──────── Text shown

Antarctica's shape is relatively symmetrical compared to other continents--a rough circle with the highest topography located near the middle, sloping down toward the ocean on all sides. The cold, thick ice acts as a heat sink, and the air at the uppermost elevations undergoes the most cooling and becomes denser than the air at lower elevations. In turn, the dense air generates persistent, gravity-driven winds that flow down the sloping terrain to the edges of the continent. Thus, Antarctica itself plays a major role in determining--and perpetuating--its own climate (see map). Yet that climate appears to be changing, and its fate is critical to the rest of the Earth as well.

────────────────
──────── Material for this exercise

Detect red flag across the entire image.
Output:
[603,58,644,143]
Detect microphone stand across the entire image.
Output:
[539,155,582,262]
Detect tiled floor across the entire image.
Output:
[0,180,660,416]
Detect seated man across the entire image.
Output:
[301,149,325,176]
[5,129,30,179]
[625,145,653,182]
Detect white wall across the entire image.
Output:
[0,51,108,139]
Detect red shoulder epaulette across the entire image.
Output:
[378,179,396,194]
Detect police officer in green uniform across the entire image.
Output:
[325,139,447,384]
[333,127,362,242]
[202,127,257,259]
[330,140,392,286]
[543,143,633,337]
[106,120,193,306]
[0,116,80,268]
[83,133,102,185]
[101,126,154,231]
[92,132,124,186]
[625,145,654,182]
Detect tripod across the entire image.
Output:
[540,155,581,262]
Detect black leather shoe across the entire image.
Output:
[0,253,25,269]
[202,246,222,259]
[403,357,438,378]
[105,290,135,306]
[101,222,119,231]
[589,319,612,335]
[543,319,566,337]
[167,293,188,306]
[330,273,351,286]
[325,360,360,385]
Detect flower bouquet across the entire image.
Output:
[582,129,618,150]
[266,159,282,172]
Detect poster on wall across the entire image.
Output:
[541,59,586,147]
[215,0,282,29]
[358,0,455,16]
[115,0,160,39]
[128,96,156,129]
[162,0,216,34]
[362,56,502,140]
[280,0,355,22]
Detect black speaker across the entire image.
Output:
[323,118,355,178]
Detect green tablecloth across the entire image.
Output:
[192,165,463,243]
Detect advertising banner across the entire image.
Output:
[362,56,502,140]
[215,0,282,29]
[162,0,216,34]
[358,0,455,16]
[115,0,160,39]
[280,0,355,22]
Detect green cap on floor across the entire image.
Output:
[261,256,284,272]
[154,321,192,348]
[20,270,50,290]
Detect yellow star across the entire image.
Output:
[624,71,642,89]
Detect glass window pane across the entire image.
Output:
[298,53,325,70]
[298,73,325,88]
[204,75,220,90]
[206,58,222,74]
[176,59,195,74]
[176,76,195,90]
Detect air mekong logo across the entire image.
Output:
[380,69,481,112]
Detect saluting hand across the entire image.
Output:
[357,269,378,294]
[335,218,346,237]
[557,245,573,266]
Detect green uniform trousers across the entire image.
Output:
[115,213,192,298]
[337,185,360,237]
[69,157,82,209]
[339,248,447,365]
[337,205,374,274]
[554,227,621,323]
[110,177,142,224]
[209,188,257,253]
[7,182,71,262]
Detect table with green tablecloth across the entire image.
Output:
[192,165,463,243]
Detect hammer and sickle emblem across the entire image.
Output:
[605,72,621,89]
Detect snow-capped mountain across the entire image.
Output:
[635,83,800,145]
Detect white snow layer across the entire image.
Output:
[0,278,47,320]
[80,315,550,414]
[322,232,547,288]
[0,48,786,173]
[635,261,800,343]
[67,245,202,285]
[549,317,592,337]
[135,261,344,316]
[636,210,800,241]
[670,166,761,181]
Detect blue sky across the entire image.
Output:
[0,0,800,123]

────────────────

### List of tasks
(1) Lay out the entries, from the first one through the line containing "[378,179,396,194]", as a two-column CSV with the columns request and answer. Give one row per request, put each field in quotes, and turn its line breaks into spaces.
(2) Proceed with the passage on Antarctica's climate, picking up after its last sentence.

### Answers to the tasks
(1)
request,answer
"Detect red flag across the entire image. Output:","[603,58,644,143]"
"Detect microphone stand across the entire image. Output:","[539,155,582,262]"
"Detect tiled floor across the entire image. Output:","[0,180,660,416]"
"Detect seated man across the entire image. Output:","[301,149,325,176] [5,129,30,179] [625,145,653,182]"
"Detect white wall across the entire image. Output:","[0,51,108,139]"
"Detect red shoulder epaulette across the entire image. Output:","[378,179,396,194]"

(2)
Three Sheets to the Winds

Antarctica can roughly be divided into three regions: East Antarctica, West Antarctica, and the Antarctic Peninsula (see map). East Antarctica accounts for about 75 percent of the surface area and is slightly larger than the United States. It is covered by the East Antarctic Ice Sheet (EAIS, pronounced to rhyme with "fleece"). EAIS is astounding, reaching a height of more than 4,000 meters at its apex and holding the water equivalent of 60 meters of global sea level. (The deepest ice core on Earth was recently drilled on EAIS at Dome C, yielding an 800,000-year record of climate history.) Like all ice sheets, the total mass of frozen water that makes up EAIS is the result of a balance between the growth of ice due to snowfall, and the loss of ice due to melting at the edges and the calving of icebergs. Changes in the "mass balance" of ice are of great concern to scientists because of the important implications for sea level. If an ice sheet is growing, it tends to lower sea level due to the additional storage of frozen water; if it is shrinking, it tends to raise sea level. Collectively, recent estimates of the mass fluctuations of EAIS suggest that it is approximately in balance.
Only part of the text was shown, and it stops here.